> GIVEN TASK:
Count the lines in the rows below that contain the string "mask". Reply with the number only.

> GIVEN INFORMATION:
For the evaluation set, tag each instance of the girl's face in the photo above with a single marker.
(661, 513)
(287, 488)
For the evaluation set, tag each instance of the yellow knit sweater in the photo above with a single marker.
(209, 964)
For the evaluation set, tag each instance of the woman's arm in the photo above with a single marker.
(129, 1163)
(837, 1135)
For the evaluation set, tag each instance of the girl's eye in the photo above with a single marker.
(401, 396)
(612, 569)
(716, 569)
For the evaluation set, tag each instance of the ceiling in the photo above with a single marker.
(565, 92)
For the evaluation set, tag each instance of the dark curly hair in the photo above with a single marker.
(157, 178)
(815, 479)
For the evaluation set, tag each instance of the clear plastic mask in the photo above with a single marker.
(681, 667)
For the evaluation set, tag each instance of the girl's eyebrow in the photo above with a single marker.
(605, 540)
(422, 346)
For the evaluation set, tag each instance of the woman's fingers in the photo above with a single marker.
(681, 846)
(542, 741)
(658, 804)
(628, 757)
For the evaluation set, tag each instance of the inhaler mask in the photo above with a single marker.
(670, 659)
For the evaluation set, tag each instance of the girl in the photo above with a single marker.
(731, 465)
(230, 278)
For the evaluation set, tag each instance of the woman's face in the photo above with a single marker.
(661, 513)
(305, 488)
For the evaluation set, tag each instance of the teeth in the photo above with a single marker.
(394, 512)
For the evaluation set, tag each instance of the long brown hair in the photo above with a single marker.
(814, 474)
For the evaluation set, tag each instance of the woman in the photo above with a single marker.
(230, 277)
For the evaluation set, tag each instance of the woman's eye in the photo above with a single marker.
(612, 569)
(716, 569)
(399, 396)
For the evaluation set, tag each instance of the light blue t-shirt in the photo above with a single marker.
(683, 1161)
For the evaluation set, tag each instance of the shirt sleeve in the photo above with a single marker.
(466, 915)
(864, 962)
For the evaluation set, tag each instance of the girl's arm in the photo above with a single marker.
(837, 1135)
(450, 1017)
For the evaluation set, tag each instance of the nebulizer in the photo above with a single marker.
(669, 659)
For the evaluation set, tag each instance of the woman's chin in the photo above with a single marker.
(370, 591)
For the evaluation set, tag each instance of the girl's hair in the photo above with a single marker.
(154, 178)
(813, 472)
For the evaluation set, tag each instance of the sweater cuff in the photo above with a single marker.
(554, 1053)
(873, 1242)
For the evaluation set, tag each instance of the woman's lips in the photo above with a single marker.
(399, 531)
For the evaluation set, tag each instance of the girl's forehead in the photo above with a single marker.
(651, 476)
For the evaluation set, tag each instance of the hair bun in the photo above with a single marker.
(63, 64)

--

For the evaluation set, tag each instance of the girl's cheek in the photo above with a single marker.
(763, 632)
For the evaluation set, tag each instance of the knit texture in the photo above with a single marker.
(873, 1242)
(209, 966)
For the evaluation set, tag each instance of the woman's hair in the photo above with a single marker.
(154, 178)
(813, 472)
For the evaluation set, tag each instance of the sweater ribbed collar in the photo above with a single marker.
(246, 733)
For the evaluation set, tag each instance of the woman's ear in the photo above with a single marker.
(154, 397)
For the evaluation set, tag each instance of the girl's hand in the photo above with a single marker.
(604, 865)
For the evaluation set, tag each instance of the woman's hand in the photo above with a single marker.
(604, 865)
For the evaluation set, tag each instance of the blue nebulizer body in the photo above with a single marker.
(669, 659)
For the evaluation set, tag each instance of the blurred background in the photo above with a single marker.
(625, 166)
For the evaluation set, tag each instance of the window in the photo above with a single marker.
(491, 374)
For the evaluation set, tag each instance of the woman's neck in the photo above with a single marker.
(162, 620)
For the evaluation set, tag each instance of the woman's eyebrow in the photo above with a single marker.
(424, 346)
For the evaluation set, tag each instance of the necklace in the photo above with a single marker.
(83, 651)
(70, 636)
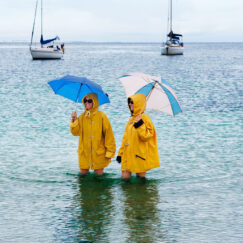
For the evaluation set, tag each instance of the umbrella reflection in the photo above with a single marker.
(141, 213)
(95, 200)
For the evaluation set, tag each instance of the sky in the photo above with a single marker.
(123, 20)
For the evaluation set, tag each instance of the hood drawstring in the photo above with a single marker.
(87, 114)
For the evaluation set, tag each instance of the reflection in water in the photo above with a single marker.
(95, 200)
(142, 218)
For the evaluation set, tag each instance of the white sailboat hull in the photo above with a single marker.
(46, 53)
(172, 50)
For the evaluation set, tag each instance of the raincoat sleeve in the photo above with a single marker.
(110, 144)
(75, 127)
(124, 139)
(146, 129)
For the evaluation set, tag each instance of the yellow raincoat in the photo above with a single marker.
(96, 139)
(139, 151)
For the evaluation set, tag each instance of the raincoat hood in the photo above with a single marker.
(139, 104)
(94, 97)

---

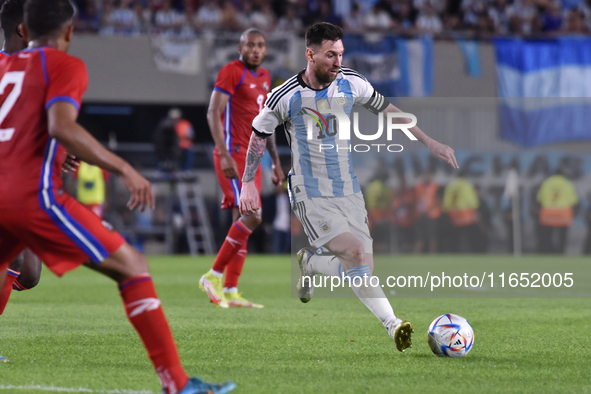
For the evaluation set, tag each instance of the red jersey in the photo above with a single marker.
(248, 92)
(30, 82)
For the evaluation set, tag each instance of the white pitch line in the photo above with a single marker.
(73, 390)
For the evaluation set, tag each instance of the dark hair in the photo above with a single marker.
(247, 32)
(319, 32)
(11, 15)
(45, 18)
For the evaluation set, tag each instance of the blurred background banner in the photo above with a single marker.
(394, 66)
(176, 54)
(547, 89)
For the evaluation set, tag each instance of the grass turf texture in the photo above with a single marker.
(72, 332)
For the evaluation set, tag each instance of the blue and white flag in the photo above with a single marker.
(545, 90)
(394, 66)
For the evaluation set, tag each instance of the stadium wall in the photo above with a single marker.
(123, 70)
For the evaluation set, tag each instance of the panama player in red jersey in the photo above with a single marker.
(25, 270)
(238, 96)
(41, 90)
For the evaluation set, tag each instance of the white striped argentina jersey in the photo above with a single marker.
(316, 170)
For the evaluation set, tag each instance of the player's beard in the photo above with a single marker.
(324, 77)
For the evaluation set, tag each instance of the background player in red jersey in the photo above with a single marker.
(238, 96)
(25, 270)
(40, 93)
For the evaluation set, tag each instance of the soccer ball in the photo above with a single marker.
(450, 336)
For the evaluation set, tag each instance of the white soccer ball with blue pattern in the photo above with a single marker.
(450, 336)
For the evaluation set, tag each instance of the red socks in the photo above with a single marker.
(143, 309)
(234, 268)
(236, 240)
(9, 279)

> FULL ANSWER:
2